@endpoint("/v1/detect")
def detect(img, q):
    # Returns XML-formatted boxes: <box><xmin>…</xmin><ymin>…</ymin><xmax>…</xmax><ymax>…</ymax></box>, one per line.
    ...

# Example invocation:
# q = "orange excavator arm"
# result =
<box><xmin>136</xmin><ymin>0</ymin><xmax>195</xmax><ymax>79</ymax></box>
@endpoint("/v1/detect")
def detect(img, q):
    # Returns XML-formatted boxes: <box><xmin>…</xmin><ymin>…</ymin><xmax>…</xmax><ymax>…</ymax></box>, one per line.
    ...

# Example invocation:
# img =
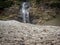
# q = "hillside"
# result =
<box><xmin>0</xmin><ymin>20</ymin><xmax>60</xmax><ymax>45</ymax></box>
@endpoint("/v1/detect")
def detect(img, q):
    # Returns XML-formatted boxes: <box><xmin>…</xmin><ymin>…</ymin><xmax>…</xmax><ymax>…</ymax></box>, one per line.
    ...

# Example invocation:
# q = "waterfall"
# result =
<box><xmin>22</xmin><ymin>2</ymin><xmax>30</xmax><ymax>23</ymax></box>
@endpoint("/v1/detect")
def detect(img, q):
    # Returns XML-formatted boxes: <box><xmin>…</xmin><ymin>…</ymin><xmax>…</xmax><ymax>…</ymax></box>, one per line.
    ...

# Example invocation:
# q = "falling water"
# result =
<box><xmin>22</xmin><ymin>2</ymin><xmax>30</xmax><ymax>23</ymax></box>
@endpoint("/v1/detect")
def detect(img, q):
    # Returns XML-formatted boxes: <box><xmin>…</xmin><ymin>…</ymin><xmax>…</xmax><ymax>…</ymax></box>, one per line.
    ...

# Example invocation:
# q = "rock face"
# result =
<box><xmin>0</xmin><ymin>20</ymin><xmax>60</xmax><ymax>45</ymax></box>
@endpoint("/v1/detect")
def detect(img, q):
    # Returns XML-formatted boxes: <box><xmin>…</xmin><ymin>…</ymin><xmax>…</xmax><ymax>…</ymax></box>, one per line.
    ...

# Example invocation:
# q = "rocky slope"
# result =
<box><xmin>0</xmin><ymin>20</ymin><xmax>60</xmax><ymax>45</ymax></box>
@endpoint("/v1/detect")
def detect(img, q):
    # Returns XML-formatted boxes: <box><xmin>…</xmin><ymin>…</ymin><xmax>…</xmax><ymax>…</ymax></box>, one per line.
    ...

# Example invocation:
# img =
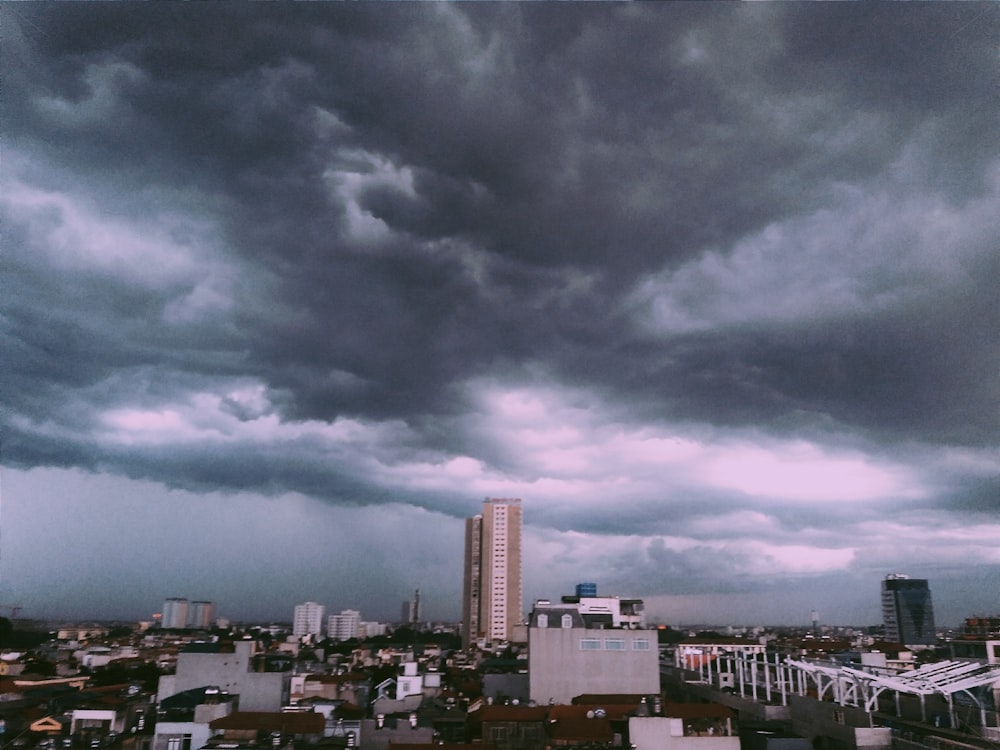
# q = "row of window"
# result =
<box><xmin>580</xmin><ymin>638</ymin><xmax>649</xmax><ymax>651</ymax></box>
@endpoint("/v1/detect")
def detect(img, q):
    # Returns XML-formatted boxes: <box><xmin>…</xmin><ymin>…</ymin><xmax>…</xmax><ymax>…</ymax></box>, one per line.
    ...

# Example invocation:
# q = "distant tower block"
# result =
<box><xmin>882</xmin><ymin>573</ymin><xmax>937</xmax><ymax>646</ymax></box>
<box><xmin>160</xmin><ymin>596</ymin><xmax>188</xmax><ymax>629</ymax></box>
<box><xmin>462</xmin><ymin>498</ymin><xmax>522</xmax><ymax>647</ymax></box>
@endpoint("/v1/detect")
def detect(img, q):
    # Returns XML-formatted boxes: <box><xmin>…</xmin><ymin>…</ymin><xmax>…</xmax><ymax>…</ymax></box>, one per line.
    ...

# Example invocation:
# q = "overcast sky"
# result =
<box><xmin>0</xmin><ymin>2</ymin><xmax>1000</xmax><ymax>624</ymax></box>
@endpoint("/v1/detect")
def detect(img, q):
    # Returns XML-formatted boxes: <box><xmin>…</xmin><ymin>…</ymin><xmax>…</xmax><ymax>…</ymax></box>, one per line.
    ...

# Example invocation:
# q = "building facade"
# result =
<box><xmin>292</xmin><ymin>602</ymin><xmax>326</xmax><ymax>638</ymax></box>
<box><xmin>528</xmin><ymin>598</ymin><xmax>660</xmax><ymax>705</ymax></box>
<box><xmin>326</xmin><ymin>609</ymin><xmax>361</xmax><ymax>641</ymax></box>
<box><xmin>882</xmin><ymin>573</ymin><xmax>937</xmax><ymax>646</ymax></box>
<box><xmin>462</xmin><ymin>498</ymin><xmax>522</xmax><ymax>646</ymax></box>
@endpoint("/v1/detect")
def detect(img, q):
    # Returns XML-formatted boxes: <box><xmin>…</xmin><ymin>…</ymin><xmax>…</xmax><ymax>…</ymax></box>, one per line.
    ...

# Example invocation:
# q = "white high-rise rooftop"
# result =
<box><xmin>292</xmin><ymin>602</ymin><xmax>326</xmax><ymax>637</ymax></box>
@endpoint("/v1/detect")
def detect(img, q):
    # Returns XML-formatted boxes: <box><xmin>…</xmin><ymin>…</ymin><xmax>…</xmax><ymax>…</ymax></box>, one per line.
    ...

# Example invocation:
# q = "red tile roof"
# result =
<box><xmin>549</xmin><ymin>703</ymin><xmax>639</xmax><ymax>721</ymax></box>
<box><xmin>469</xmin><ymin>706</ymin><xmax>545</xmax><ymax>721</ymax></box>
<box><xmin>663</xmin><ymin>703</ymin><xmax>736</xmax><ymax>719</ymax></box>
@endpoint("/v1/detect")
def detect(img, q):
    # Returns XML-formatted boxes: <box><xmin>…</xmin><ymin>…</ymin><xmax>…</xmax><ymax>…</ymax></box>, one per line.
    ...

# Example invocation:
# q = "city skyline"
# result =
<box><xmin>0</xmin><ymin>3</ymin><xmax>1000</xmax><ymax>625</ymax></box>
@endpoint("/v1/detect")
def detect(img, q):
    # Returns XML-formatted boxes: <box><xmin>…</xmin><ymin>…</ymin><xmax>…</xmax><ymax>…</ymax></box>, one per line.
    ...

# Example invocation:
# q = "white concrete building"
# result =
<box><xmin>462</xmin><ymin>498</ymin><xmax>523</xmax><ymax>645</ymax></box>
<box><xmin>292</xmin><ymin>602</ymin><xmax>326</xmax><ymax>638</ymax></box>
<box><xmin>160</xmin><ymin>597</ymin><xmax>188</xmax><ymax>629</ymax></box>
<box><xmin>326</xmin><ymin>609</ymin><xmax>361</xmax><ymax>641</ymax></box>
<box><xmin>528</xmin><ymin>601</ymin><xmax>660</xmax><ymax>705</ymax></box>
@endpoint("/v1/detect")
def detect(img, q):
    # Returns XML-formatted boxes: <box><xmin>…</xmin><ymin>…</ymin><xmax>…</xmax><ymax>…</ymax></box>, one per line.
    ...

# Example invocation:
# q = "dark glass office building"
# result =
<box><xmin>882</xmin><ymin>573</ymin><xmax>937</xmax><ymax>646</ymax></box>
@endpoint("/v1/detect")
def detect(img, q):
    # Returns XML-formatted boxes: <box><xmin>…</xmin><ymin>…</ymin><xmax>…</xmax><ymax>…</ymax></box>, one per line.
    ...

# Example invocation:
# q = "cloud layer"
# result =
<box><xmin>0</xmin><ymin>4</ymin><xmax>1000</xmax><ymax>621</ymax></box>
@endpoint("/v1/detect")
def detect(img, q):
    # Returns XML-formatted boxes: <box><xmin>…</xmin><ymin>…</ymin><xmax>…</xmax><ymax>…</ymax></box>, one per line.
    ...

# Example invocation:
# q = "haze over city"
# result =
<box><xmin>0</xmin><ymin>3</ymin><xmax>1000</xmax><ymax>625</ymax></box>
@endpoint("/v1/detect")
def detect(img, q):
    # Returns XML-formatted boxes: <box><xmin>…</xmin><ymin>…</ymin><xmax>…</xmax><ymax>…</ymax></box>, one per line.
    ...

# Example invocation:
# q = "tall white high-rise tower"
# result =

== What is needed ==
Return every line of the records that contains the string "rise".

== Exercise answer ==
# q = "white high-rise rooftop"
# q = "tall white high-rise tower"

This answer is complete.